::: DOKUMENTAUSZUG
Sammlung der Entscheidungen des Schweizerischen Bundesgerichts
Collection des arrêts du Tribunal fédéral suisse
Raccolta delle decisioni del Tribunale federale svizzero

BGE 84 II 466



84 II 466

63. Auszug aus dem Urteil der II. Zivilabteilung vom 26. September 1958
i.S. Sch. gegen Sch. Regeste

    Weiterziehung eines Scheidungsurteils. Wird das Urteil in irgendeiner
Hinsicht im Scheidungspunkte selbst angefochten (hier: wegen der
in erster Instanz abgewiesenen Scheidungswiderklage), so unterliegt
die..Scheidungsfrage kraft Bundesrechts in vollem Umfange der Überprüfung
in oberer Instanz.

Sachverhalt

                     Aus dem Tatbestand:

    A.- Das Bezirksgericht Rorschach schied die Parteien auf Begehren des
Ehemannes nach Art. 142 ZGB und wies die ebenfalls auf Scheidung gehende
Widerklage der Ehefrau wegen überwiegenden Verschuldens an der Zerrüttung
ab. Die Ehefrau zog dieses Urteil an das Kantonsgericht St. Gallen weiter,
indem sie den Ausspruch der Scheidung auf das Begehren beider Parteien und
eine andere Regelung der Nebenfolgen verlangte. Mit Urteil vom 17. Februar
1958 wies das Kantonsgericht sowohl die Klage des Ehemannes wie auch
die Widerklage der Ehefrau ab, weil beiden Ehegatten die Fortsetzung
(Wiederaufnahme) der ehelichen Gemeinschaft zuzumuten sei.
::::::
::: DATENAUSZUG
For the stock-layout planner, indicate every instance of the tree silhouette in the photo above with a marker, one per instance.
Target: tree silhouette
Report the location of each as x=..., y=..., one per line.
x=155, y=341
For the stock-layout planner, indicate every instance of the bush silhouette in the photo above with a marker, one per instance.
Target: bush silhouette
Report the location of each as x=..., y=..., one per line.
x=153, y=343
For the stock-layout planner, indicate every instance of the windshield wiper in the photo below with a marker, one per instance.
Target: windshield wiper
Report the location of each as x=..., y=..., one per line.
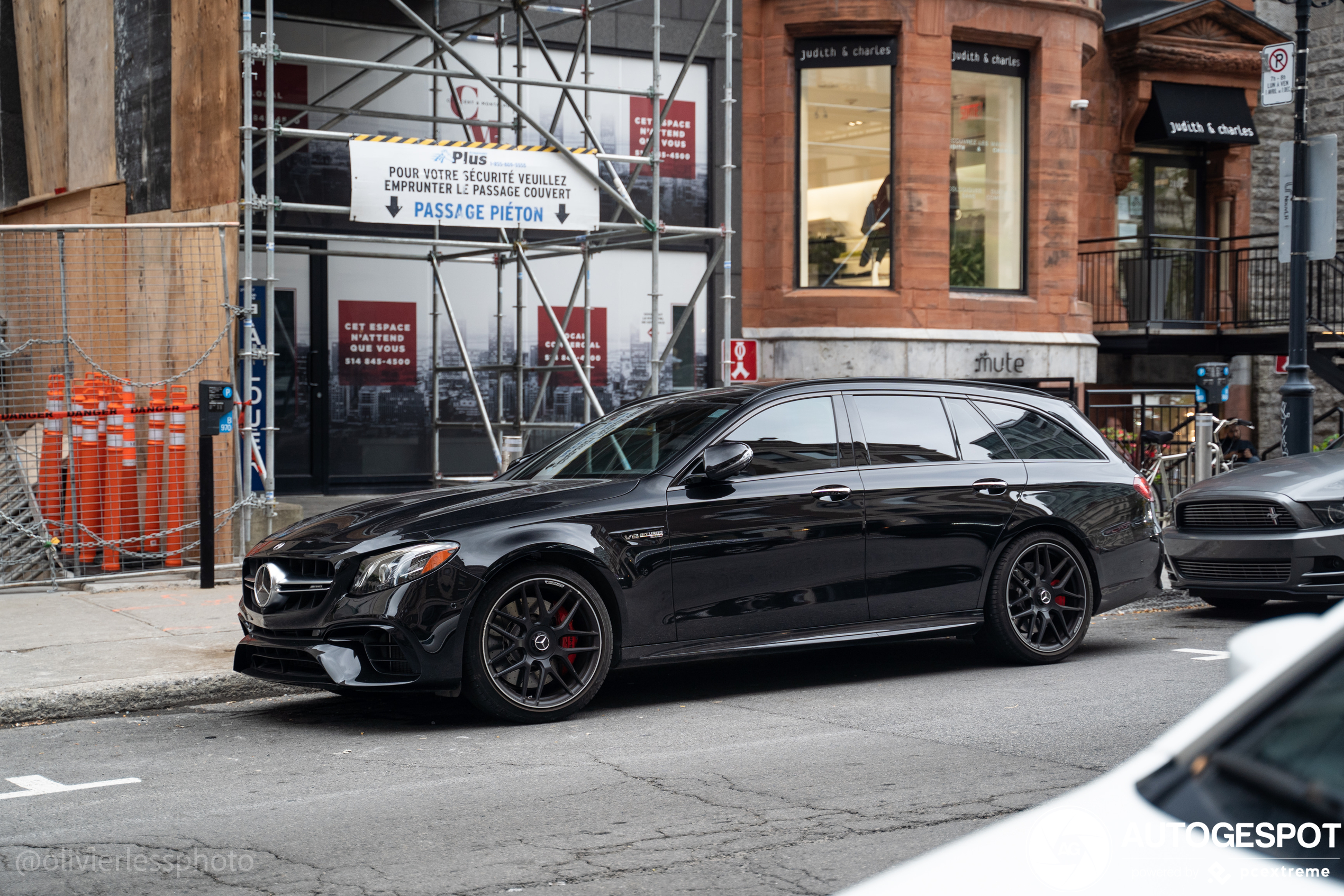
x=1313, y=796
::::::
* _ZU BEARBEITEN_
**a.** Ändere im Urteilsauszug die Stelle von „Weiterziehung eines Scheidungsurteils.“ bis „in oberer Instanz.“, indem du „Scheidungswiderklage“ durch „Widerklage auf Scheidung“ ersetzt.
**b.** Erkläre anhand des Urteilsauszugs, weshalb das Kantonsgericht St. Gallen sowohl die Klage als auch die Widerklage abwies.
**c.** Schreibe den Urteilsauszug im Anschluss an seinen letzten Satz weiter.
Das Material stammt aus einer anderen Quelle als der Urteilsauszug.

* _ANTWORTEN_
**a.**
Weiterziehung eines Scheidungsurteils. Wird das Urteil in irgendeiner
Hinsicht im Scheidungspunkte selbst angefochten (hier: wegen der
in erster Instanz abgewiesenen Widerklage auf Scheidung), so unterliegt
die..Scheidungsfrage kraft Bundesrechts in vollem Umfange der Überprüfung
in oberer Instanz.

**b.** Das Kantonsgericht St. Gallen wies die Klage des Ehemannes und die Widerklage der Ehefrau ab, weil es beiden Ehegatten für zumutbar hielt, die eheliche Gemeinschaft fortzusetzen beziehungsweise wieder aufzunehmen.

**c.**
    B.- Gegen dieses Urteil hat der Ehemann Berufung eingelegt. Sein
erster Antrag geht dahin, die Ehe sei auf sein Begehren nach Art. 142 ZGB
zu scheiden. Die Ehefrau unterstützt die Berufung des Klägers, soweit er
selber die Scheidung verlangt. Im übrigen beantragt sie die Abweisung der
Berufung und erneuert mit ihrer Anschlussberufung die vor Kantonsgericht
gestellten Begehren.

Auszug aus den Erwägungen:

              Das Bundesgericht zieht in Erwägung:

Erwägung 1

    1.- Den Antrag auf Gutheissung seines Scheidungsbegehrens bzw. auf
Wiederherstellung des bezirksgerichtlichen Urteils im Scheidungspunkte
begründet der Kläger in erster Linie mit dem Hinweis darauf, dass
das bezirksgerichtliche Urteil in diesem Punkte gar nicht angefochten
war. In der Tat ging der Antrag der Beklagten vor Kantonsgericht dahin,
die Scheidung sei auf Begehren beider Ehegatten (statt nur des Klägers)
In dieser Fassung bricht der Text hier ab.